Görev Özeti 1: Aşağıdaki kılık kıyafet metnine göre FIFA, hakemlerin kaç farklı renkte forma giyebileceğine karar verdi?
Görev Özeti 2: Aşağıdaki kılık kıyafet metninin "Kılık Kıyafet Talimatı" sözcüklerinden "şekli olduğunu sanıyorum." sözcüklerine kadar olan kısmını kelimesi kelimesine yazın.

#### Verilen Metin ####

Kılık Kıyafet Talimatı
Yakın zamanlara kadar futbol hakemleri, beyaz yakalı siyah forma giyiyorlardı. Siyah renk ciddiyeti ve saygınlığı, beyaz renk güvenilirliği ifade ediyordu. Daha sona FIFA hakemlerin beş farklı renkte forma giyebileceğine karar verdi.
Osman Duman
Forma rengiyle birlikte hakemlerin yüz ifadeleri de değişti sanki. Daha mı güler yüzlü olmuşlar, yoksa bana mı öyle geliyor bilmiyorum. Renkli formalar yüzünden hakemler saygınlıklarını kaybetmiş değiller. Aksine seyirciye eskisinden daha sevimli görünmeye başladıkları kesin. Futbolcuların kramponları da siyah renkteydi. Sonraki yıllarda farklı renklerde krampon giymeye başladılar. Şimdilerde sağ başka, sol başka renkte krampon giyen sporcular var. Garipmiş gibi algılansa da göze hoş görünüyor. Sporcular için farklı bir motivasyon şekli olduğunu sanıyorum.
İlkokul öğrencileri için de beyaz yakalık, siyah önlük giymek zorunluydu. Öğrenciler bir ara beyaz yakalıklı mavi önlük giydiler. Sonra öğrenciler için kıyafet serbestisi gündeme geldi. Ama fakir ve zengin öğrenciler arasında kıyafet dengesizliği olacağı endişesiyle, tam bir serbestlik uygulanamadı. Forma rengini belirleme yetkisi okullara verildi. Öğretmenler de sendikaların kıyafet serbestliği yanlısı tutumlarını fırsat bilerek, resmi giyinmekten vazgeçtiler. Takım elbise ve kravatın resmi görüntüsü olmayınca, öğrenci ve öğretmen arasındaki resmiyet de bir ölçüde yumuşadı. Kimilerine göre bu durum okullarda disiplinin bozulmasına sebep oldu. Ancak ben bu konuda farklı düşünüyorum. Öğrenci öğretmeninden korkmamalı, mutlaka arada bir sevgi bağı olmalı ki öğrenci okula severek ve isteyerek gidebilsin. Okullarda disiplinin bozulmasına kıyafet serbestliği değil, gereksiz talimatlar ve velilerin aşırı korumacı tutumu sebep olmuştur.
Restoranlardaki garsonlar bile siyah elbise ve kravat, beyaz gömlek giyiyorlardı. Hayatın birçok alanı, o yıllardaki televizyonlar gibi siyah beyazdı. Seksenlerde renklenen televizyonlar ve fotoğraflar gibi formalar ve elbiselere de renk gelmeye başladı.

#### Sağlanan Veriler ####

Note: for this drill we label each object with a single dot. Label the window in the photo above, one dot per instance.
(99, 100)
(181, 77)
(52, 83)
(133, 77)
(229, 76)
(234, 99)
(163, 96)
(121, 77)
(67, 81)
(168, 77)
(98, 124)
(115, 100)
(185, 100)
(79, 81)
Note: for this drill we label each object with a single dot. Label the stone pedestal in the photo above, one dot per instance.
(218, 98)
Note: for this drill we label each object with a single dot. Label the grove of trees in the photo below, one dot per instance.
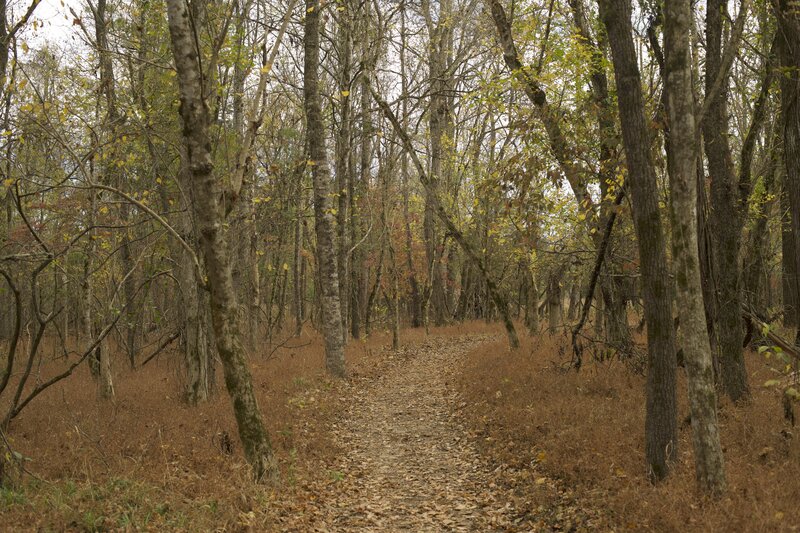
(222, 175)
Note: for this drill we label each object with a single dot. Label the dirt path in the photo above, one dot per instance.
(408, 464)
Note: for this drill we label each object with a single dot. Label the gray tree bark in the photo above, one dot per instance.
(323, 214)
(788, 16)
(209, 215)
(728, 197)
(709, 463)
(661, 409)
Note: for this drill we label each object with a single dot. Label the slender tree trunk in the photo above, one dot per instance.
(415, 303)
(661, 409)
(554, 303)
(209, 214)
(709, 464)
(788, 16)
(789, 269)
(727, 217)
(324, 219)
(343, 147)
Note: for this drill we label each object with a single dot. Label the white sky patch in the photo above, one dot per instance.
(53, 22)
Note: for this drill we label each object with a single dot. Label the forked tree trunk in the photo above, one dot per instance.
(323, 214)
(661, 409)
(209, 215)
(727, 215)
(709, 464)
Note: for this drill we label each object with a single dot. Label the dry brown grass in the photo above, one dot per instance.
(149, 461)
(589, 428)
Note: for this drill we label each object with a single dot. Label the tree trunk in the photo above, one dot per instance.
(469, 251)
(554, 304)
(788, 15)
(323, 217)
(727, 217)
(661, 409)
(344, 177)
(709, 464)
(209, 215)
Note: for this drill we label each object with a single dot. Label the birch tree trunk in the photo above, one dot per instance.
(661, 410)
(726, 215)
(209, 215)
(788, 16)
(323, 213)
(709, 463)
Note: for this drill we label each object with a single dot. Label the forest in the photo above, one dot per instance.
(408, 265)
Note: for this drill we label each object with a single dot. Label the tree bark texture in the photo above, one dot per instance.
(709, 463)
(323, 209)
(209, 215)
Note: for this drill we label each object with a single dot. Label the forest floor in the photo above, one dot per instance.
(453, 432)
(409, 463)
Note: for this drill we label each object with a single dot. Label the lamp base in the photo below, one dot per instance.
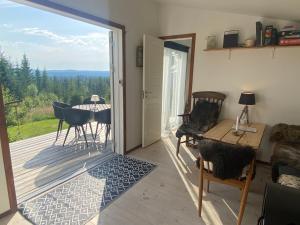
(237, 133)
(244, 112)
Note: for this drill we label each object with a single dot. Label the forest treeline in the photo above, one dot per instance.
(35, 90)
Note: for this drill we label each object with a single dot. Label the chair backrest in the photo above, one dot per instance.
(103, 116)
(210, 96)
(76, 116)
(88, 101)
(58, 109)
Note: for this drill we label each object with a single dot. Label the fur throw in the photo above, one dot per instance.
(228, 160)
(285, 133)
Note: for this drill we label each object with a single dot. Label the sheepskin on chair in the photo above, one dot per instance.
(228, 160)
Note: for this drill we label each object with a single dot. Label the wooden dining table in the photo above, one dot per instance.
(224, 132)
(93, 107)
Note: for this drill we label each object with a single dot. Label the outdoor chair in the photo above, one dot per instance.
(206, 109)
(76, 118)
(104, 118)
(58, 113)
(88, 101)
(227, 164)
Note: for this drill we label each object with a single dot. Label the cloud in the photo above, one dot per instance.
(5, 25)
(8, 4)
(93, 41)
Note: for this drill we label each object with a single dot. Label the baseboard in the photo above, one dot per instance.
(263, 162)
(132, 149)
(6, 213)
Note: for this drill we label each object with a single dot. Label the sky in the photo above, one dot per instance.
(51, 41)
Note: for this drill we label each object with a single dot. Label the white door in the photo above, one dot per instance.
(152, 89)
(117, 128)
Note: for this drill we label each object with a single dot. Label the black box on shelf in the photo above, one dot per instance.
(231, 39)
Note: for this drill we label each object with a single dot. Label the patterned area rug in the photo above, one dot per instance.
(78, 200)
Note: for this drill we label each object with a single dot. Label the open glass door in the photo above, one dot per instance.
(152, 89)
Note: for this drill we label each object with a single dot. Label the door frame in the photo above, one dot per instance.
(191, 74)
(84, 17)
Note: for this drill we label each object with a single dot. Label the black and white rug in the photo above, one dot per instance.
(78, 200)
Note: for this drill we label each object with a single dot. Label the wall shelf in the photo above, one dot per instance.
(244, 48)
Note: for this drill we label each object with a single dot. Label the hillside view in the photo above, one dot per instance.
(29, 92)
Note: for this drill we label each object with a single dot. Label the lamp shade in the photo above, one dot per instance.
(95, 98)
(247, 98)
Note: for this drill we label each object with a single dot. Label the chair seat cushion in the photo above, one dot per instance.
(228, 160)
(203, 117)
(289, 180)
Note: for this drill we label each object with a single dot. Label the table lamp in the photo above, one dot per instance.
(246, 98)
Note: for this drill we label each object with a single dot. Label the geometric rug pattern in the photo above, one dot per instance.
(79, 199)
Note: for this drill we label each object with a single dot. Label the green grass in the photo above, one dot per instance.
(32, 129)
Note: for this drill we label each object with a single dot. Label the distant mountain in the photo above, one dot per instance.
(76, 73)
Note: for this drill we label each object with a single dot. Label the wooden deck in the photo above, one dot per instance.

####

Nihai Yanıt 1: Beş farklı renkte.

Nihai Yanıt 2:
Kılık Kıyafet Talimatı
Yakın zamanlara kadar futbol hakemleri, beyaz yakalı siyah forma giyiyorlardı. Siyah renk ciddiyeti ve saygınlığı, beyaz renk güvenilirliği ifade ediyordu. Daha sona FIFA hakemlerin beş farklı renkte forma giyebileceğine karar verdi.
Osman Duman
Forma rengiyle birlikte hakemlerin yüz ifadeleri de değişti sanki. Daha mı güler yüzlü olmuşlar, yoksa bana mı öyle geliyor bilmiyorum. Renkli formalar yüzünden hakemler saygınlıklarını kaybetmiş değiller. Aksine seyirciye eskisinden daha sevimli görünmeye başladıkları kesin. Futbolcuların kramponları da siyah renkteydi. Sonraki yıllarda farklı renklerde krampon giymeye başladılar. Şimdilerde sağ başka, sol başka renkte krampon giyen sporcular var. Garipmiş gibi algılansa da göze hoş görünüyor. Sporcular için farklı bir motivasyon şekli olduğunu sanıyorum.